- Opening Delimiter -

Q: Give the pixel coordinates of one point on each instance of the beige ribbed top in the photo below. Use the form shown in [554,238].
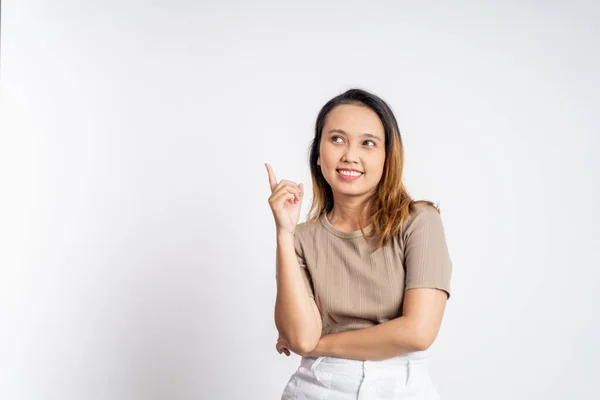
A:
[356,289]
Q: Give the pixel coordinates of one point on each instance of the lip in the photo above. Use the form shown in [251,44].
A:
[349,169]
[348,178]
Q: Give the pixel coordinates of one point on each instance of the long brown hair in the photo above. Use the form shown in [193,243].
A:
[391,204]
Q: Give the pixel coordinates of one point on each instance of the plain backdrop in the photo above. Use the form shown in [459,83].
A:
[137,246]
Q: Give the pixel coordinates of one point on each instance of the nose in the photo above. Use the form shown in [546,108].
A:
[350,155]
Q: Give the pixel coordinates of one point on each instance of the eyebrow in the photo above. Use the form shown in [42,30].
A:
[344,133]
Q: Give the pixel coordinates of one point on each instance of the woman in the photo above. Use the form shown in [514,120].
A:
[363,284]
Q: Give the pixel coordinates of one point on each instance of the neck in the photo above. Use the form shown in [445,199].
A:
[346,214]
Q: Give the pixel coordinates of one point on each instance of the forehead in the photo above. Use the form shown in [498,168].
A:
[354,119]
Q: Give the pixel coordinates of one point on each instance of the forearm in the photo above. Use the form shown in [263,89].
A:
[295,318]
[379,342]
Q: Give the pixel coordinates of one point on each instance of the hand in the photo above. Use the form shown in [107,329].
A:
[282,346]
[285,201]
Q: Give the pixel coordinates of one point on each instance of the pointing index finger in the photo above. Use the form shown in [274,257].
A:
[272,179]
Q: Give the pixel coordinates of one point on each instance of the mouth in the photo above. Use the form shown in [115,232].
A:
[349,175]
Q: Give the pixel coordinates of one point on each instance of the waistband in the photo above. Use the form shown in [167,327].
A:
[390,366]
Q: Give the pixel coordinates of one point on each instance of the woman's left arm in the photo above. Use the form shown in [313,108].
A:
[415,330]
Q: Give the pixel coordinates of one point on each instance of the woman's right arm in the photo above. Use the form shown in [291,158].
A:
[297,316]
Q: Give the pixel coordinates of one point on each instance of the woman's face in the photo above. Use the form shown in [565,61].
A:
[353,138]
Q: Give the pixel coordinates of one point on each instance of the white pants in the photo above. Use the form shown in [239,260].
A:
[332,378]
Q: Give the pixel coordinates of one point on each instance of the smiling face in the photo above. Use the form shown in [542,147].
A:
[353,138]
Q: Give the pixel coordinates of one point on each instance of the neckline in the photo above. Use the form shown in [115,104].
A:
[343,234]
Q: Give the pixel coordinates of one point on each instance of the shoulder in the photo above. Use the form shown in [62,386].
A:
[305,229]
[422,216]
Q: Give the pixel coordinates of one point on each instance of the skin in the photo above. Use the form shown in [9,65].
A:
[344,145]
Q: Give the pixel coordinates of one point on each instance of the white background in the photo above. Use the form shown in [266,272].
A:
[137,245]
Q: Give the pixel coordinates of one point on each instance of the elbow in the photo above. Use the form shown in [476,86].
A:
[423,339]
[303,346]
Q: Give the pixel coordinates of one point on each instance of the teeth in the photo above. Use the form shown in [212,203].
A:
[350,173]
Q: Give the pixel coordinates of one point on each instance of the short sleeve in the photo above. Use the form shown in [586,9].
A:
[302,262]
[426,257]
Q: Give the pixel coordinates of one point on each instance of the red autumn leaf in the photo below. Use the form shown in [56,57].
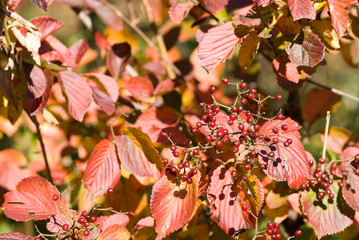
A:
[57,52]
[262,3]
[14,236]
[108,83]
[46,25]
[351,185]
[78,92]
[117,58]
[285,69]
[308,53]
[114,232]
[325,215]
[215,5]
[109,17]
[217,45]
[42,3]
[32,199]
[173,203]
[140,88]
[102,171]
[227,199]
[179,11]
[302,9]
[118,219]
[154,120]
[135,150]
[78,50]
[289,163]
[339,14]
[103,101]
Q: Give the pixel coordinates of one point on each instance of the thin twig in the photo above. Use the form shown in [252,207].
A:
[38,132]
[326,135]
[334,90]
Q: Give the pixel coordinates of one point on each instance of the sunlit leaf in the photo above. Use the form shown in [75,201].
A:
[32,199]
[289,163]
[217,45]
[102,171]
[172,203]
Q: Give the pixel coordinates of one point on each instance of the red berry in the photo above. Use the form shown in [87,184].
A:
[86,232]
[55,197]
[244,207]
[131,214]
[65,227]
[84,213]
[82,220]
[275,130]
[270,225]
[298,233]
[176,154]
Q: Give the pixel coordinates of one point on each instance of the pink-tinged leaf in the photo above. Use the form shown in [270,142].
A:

- Closing Delimiter -

» Exercise directions
Every line above should be output exactly, except for the pictures.

» Response box
Q: Give the pixel coordinates of one point on each instance of the beige ribbed top in the photo below. Use the form shown in [554,238].
A:
[356,289]
Q: Give the pixel coordinates of one point on each instance of the lip in the photo above. Use the form shown in [251,44].
A:
[349,169]
[348,178]
Q: Give the pixel coordinates of one point on each instance of the long brown hair in the photo above. Use the form shown in [193,243].
A:
[391,204]
Q: Give the pixel coordinates of one point on each instance of the plain backdrop in the photo above. Use the form shown in [459,83].
A:
[137,246]
Q: Give the pixel coordinates of one point on each instance of the nose in the photo above. Use the form shown in [546,108].
A:
[350,155]
Q: Give the pixel coordinates of one point on each instance of the eyebrow in the photo above. Use the form shown in [42,30].
A:
[344,133]
Q: Give the pixel coordinates of one point on each instance of the woman in the photo above. Use the form shown in [514,120].
A:
[363,284]
Q: Give the pixel coordinates of one point on each instance of the neck in the photo above. Use the form shown in [445,199].
A:
[346,214]
Q: Give the pixel coordinates of one point on each instance of the forehead in the photo above. Use the form shown in [498,168].
A:
[354,119]
Q: Give the pixel coordinates of one point on each instance of the forearm in the photo above. Use the form shown in [263,89].
A:
[295,318]
[379,342]
Q: Give the pixel coordinates of one point on each instance of the hand in the photo above. Use the form shown in [107,329].
A:
[282,346]
[285,201]
Q: Give the pixel coordinates of one point on each instance of the pointing index finger in the photo above. Use the form shown in [274,257].
A:
[272,179]
Q: Give the pixel coordinates of one point on each instance of the mouth in the photo above. Use the form shown in [115,232].
A:
[349,175]
Q: Give the pixel coordinates of one point on each instance of the waistband in the photo above. Use the form shown in [167,327].
A:
[390,366]
Q: Give the pixel coordinates of one point on each instance of the woman's left arm in the photo above. Use the form shown in [313,108].
A:
[415,330]
Q: Give the pixel coordinates of one point on each instance of the woman's right arm in the photo above. Use the form shown in [291,158].
A:
[297,316]
Q: Give the pixel coordinates of one point on each instance of the woman's face in the photo above. Use the form shown in [565,61].
A:
[353,138]
Q: Give the pixel coordinates of one point on each instance of the white pants in the photo above. Use the form shown in [239,260].
A:
[332,378]
Q: Give the pixel coordinates of one point on each instance of the smiling face in the photo above. Use the form shown in [542,147].
A:
[353,138]
Q: Give the pixel coordinates of one point on each instance of the neckline in the photo above. Use the form shown in [115,104].
A:
[343,234]
Q: Give the pixel coordinates of one point on each instance of the shoulder in the photo above. Use the form shown in [62,386].
A:
[305,229]
[422,216]
Q: Give the pixel coordinates of one point on each instance of the skin in the photo above. Use the form shown in [9,65].
A:
[344,145]
Q: Give the pixel coordinates of one point on each instance of the white background in the photo above. Use the form shown in [266,272].
A:
[137,245]
Q: Give the pixel coordinates of one point on each instance of the elbow in the photo above. Use the form shown in [476,86].
A:
[423,339]
[303,346]
Q: Give the pixel coordinates of one point on each instance of the teeth in the photo above. Use the form shown in [212,203].
A:
[350,173]
Q: Give the pixel coordinates of one point on each instance of the short sleeve in the photo above. Use the form shown in [586,9].
A:
[302,262]
[426,257]
Q: Give the pixel coordinates of one point on each instance of the red autumn leaf in the photo below. Use the form shown in [56,57].
A:
[57,52]
[262,3]
[14,236]
[108,83]
[46,25]
[351,185]
[78,92]
[117,58]
[285,69]
[308,53]
[114,232]
[325,215]
[215,5]
[109,17]
[217,45]
[42,3]
[32,199]
[173,203]
[140,88]
[102,171]
[227,199]
[179,11]
[302,9]
[118,219]
[154,120]
[135,150]
[78,50]
[289,163]
[339,14]
[103,101]
Q: Give the pixel coordinates of one point on each instance of the thin twig in the photo above. Use the form shown in [252,207].
A:
[38,132]
[326,135]
[334,90]
Q: Give the pixel coordinates of one point on each instance of the sunlit leaf in the photo above. Use the form shown in [75,201].
A:
[32,199]
[289,163]
[217,45]
[102,171]
[172,203]
Q: Give the pixel coordinates of one point on each instance of the red berry in the photo above. Use the form shown in [87,184].
A:
[86,232]
[55,197]
[244,207]
[131,214]
[65,227]
[84,213]
[82,220]
[275,130]
[270,225]
[298,233]
[176,154]
Q: Give the pixel coordinates of one point on each instance of the pink-tinged leaf in the photo above. Use the form shown in [270,142].
A:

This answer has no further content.